● Work instructions: Here is a block of records. Copy every one of them exactly.

● Information supplied:

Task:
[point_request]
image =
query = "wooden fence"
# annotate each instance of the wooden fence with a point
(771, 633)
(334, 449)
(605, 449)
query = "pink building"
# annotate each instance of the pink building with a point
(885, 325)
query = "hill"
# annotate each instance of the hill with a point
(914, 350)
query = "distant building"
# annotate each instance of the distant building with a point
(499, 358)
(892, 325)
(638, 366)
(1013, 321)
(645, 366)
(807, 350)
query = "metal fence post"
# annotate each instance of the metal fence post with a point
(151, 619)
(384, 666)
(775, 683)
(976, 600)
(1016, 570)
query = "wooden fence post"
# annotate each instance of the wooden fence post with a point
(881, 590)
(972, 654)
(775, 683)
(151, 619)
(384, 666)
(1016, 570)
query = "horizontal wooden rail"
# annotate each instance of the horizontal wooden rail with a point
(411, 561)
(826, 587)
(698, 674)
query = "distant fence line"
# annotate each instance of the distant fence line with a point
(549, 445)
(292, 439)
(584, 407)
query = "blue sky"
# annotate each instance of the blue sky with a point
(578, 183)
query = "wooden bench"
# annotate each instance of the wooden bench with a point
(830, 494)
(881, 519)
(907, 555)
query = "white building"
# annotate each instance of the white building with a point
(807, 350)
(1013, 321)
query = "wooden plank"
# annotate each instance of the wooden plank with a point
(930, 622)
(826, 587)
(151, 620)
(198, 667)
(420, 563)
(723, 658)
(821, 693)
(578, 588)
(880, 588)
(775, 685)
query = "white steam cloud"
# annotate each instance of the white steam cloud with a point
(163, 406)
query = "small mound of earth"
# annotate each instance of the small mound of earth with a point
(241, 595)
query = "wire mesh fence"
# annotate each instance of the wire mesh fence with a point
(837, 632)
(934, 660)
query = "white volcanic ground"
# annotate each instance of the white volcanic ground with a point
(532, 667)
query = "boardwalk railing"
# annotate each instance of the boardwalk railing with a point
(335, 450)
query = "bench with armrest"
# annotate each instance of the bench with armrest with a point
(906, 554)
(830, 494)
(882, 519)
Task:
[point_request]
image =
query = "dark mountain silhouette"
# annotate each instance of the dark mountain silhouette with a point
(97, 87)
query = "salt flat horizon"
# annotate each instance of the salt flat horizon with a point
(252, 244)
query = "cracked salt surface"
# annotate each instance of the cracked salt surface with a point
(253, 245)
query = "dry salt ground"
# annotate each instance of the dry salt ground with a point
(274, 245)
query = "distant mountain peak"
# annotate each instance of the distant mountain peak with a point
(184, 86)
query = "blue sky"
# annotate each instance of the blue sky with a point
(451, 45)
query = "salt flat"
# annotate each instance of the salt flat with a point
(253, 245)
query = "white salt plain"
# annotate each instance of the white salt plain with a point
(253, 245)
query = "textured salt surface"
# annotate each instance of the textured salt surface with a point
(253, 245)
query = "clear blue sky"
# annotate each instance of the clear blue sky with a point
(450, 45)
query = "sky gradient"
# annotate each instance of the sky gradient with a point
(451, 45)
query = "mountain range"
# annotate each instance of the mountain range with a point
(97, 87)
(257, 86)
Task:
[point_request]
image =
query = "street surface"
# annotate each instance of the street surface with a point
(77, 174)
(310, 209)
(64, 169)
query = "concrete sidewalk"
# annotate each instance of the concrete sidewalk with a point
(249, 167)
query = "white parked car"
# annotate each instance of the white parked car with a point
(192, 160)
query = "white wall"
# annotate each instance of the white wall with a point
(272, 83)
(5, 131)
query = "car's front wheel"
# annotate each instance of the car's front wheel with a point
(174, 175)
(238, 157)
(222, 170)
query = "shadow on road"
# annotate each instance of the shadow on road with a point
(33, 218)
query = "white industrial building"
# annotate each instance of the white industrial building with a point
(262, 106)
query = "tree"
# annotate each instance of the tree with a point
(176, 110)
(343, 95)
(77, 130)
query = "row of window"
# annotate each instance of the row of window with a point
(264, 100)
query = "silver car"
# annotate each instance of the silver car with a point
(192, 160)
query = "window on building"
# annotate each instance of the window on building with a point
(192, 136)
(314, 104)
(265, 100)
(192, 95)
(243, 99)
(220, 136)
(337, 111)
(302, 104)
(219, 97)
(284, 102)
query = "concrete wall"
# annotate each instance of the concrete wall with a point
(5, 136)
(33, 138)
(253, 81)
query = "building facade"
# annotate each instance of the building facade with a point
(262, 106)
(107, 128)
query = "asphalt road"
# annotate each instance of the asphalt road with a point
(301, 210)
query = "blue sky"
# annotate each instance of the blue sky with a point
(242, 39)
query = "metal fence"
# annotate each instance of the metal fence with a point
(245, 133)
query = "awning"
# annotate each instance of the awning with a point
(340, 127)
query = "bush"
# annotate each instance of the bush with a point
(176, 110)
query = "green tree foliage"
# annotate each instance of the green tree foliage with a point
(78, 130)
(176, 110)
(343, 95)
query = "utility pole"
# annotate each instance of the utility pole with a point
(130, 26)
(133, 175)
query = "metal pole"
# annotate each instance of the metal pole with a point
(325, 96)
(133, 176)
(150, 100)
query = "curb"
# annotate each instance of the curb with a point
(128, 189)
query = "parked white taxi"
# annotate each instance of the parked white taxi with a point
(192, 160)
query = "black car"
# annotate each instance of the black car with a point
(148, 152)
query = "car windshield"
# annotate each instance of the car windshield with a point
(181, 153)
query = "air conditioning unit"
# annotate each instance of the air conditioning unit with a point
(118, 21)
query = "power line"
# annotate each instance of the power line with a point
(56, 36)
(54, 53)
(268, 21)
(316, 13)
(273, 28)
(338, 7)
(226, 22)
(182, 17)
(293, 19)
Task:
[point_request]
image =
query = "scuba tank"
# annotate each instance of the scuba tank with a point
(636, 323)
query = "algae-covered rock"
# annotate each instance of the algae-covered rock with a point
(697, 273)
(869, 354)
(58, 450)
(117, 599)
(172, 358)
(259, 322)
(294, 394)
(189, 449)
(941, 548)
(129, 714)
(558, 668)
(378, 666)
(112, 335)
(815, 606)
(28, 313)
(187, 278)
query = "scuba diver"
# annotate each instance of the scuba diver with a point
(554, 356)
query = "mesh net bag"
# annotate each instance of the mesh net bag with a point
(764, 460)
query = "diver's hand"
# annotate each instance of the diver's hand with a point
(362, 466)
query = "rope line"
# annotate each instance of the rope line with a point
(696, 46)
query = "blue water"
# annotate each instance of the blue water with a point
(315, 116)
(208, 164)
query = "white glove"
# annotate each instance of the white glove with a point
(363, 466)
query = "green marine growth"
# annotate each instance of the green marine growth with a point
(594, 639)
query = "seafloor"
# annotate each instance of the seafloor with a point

● Response to this task:
Task:
[point_request]
image =
query = "wooden fence"
# annotate each instance of the wooden fence with a point
(771, 633)
(334, 449)
(605, 449)
query = "pink building"
# annotate each instance of the pink building with a point
(885, 325)
query = "hill"
# annotate each instance of the hill with a point
(914, 350)
query = "distant building"
# annotate each instance of the distant building with a point
(499, 358)
(892, 325)
(638, 366)
(1013, 321)
(645, 366)
(807, 350)
query = "metal fence post"
# annotate each instance of the metal fence post with a point
(151, 619)
(384, 666)
(775, 683)
(976, 600)
(1016, 570)
query = "wooden fence post"
# annotate each instance of the wooden fence post with a point
(881, 590)
(972, 654)
(775, 683)
(151, 619)
(384, 666)
(1016, 570)
query = "horizontal wooden rail"
# annotate each instance of the horizontal wooden rail with a point
(411, 561)
(826, 587)
(698, 674)
query = "distant fence line"
# annotate each instance of the distant fence line with a point
(549, 445)
(292, 439)
(584, 407)
query = "blue sky"
# annotate each instance of the blue sky with a point
(578, 183)
query = "wooden bench"
# annotate each instance of the wooden bench with a point
(830, 494)
(881, 519)
(907, 555)
query = "white building"
# annotate each instance of the white building with a point
(807, 350)
(1013, 321)
query = "wooden plank"
# annotate each instance of the wooden plank with a point
(930, 622)
(826, 587)
(151, 620)
(198, 667)
(420, 563)
(723, 658)
(821, 693)
(578, 588)
(880, 588)
(775, 685)
query = "white steam cloud"
# annotate each instance of the white steam cloud with a point
(163, 406)
query = "small mound of earth"
# annotate each instance of the small mound of earth with a point
(241, 595)
query = "wire mesh fence"
# annotate each instance of the wire mesh fence with a point
(837, 632)
(934, 660)
query = "white volcanic ground"
# annotate each instance of the white volcanic ground with a point
(532, 667)
query = "boardwalk railing"
# annotate each instance of the boardwalk railing with a point
(335, 450)
query = "bench with armrest"
# annotate each instance of the bench with armrest with a point
(906, 554)
(830, 494)
(882, 519)
Task:
[point_request]
image =
query = "dark mountain silhouette"
# annotate each instance of the dark mountain silhouette with a point
(97, 87)
query = "salt flat horizon"
# annotate each instance of the salt flat horizon with a point
(252, 244)
query = "cracked salt surface"
# annotate each instance of the cracked salt surface with a point
(253, 245)
query = "dry salt ground"
# annotate each instance of the dry salt ground with a point
(274, 245)
query = "distant mountain peak"
# annotate each instance of the distant mountain peak with a point
(184, 86)
query = "blue sky"
# annotate each instance of the blue sky with a point
(451, 45)
query = "salt flat"
# annotate each instance of the salt flat with a point
(253, 245)
query = "white salt plain"
# annotate each instance of the white salt plain with a point
(253, 245)
query = "textured salt surface"
# annotate each instance of the textured salt surface with a point
(253, 245)
query = "clear blue sky"
# annotate each instance of the clear blue sky with a point
(450, 45)
query = "sky gradient"
# annotate each instance of the sky gradient with a point
(451, 45)
query = "mountain range"
# annotate each instance of the mountain range with a point
(97, 87)
(257, 86)
Task:
[point_request]
image =
query = "street surface"
# annotate each instance of the street surface with a point
(77, 174)
(310, 209)
(64, 169)
query = "concrete sidewalk"
# annotate each instance of the concrete sidewalk with a point
(249, 167)
query = "white parked car"
# annotate each instance of the white parked car with a point
(192, 160)
query = "white wall"
# annotate each instance of the white wall with a point
(272, 83)
(5, 131)
query = "car's front wheel"
# annotate each instance of the car's front wheel with a point
(174, 175)
(238, 157)
(222, 170)
query = "shadow on road"
# annotate each instance of the shadow on road with a point
(33, 218)
query = "white industrial building"
# annotate each instance of the white industrial building with a point
(262, 106)
query = "tree"
# annotate each instance of the tree with a point
(176, 110)
(343, 95)
(77, 130)
query = "row of window"
# annotate each instance of the row of window with a point
(264, 100)
query = "silver car"
# annotate each instance of the silver car with a point
(192, 160)
query = "window on building"
# annotate each instance of the window on building with a point
(192, 136)
(314, 104)
(265, 100)
(192, 95)
(243, 99)
(220, 136)
(337, 111)
(302, 104)
(219, 97)
(284, 102)
query = "concrete wall"
# annotate each instance of the concrete wall with a point
(5, 136)
(33, 138)
(253, 81)
query = "building facade"
# annotate each instance of the building facade with a point
(262, 106)
(107, 128)
query = "asphalt road"
# annotate each instance of the asphalt road with a point
(301, 210)
query = "blue sky"
# annotate each instance of the blue sky with a point
(242, 39)
query = "metal fence"
# annotate each instance of the metal fence with a point
(245, 133)
query = "awning"
# annotate each instance of the awning with a point
(340, 127)
query = "bush"
# annotate each instance of the bush with a point
(176, 110)
query = "green tree foliage"
# annotate each instance of the green tree foliage with a point
(78, 130)
(176, 110)
(343, 95)
query = "utility pole"
# annotate each instance of the utility pole with a point
(130, 26)
(133, 175)
query = "metal pole"
# annotate each instance of the metal pole with a point
(325, 96)
(133, 176)
(150, 100)
query = "curb"
# annotate each instance of the curb with a point
(128, 189)
query = "parked white taxi"
# annotate each instance of the parked white taxi with a point
(192, 160)
query = "black car"
# annotate each instance of the black car with a point
(148, 152)
query = "car windshield"
# annotate each instance of the car windshield with a point
(181, 153)
query = "air conditioning unit"
# annotate each instance of the air conditioning unit with a point
(118, 21)
query = "power line"
# annotate each instance of the power line with a point
(56, 36)
(54, 53)
(268, 21)
(316, 13)
(273, 28)
(338, 7)
(226, 22)
(182, 17)
(293, 19)
Task:
[point_request]
image =
query = "scuba tank"
# annotate each instance of the scuba tank with a point
(636, 323)
query = "algae-covered rock"
# annotate each instance of the algae-covered rock with a point
(697, 273)
(869, 354)
(58, 450)
(117, 599)
(172, 358)
(259, 322)
(294, 394)
(189, 449)
(941, 548)
(129, 714)
(558, 668)
(378, 666)
(112, 335)
(815, 606)
(28, 313)
(187, 278)
query = "scuba diver"
# annotate each instance of the scuba diver with a point
(554, 356)
query = "mesh net bag"
# annotate each instance of the mesh net bag with a point
(764, 460)
query = "diver's hand"
# annotate each instance of the diver's hand with a point
(362, 466)
query = "rope line"
# annotate each instance of the rope line with a point
(696, 46)
query = "blue water"
# annotate each instance of the blue water with a point
(315, 116)
(208, 164)
query = "white glove"
# annotate each instance of the white glove with a point
(363, 466)
query = "green marine growth"
# annotate each instance of the green marine growth with a point
(594, 639)
query = "seafloor"
# annotate each instance of the seafloor with a point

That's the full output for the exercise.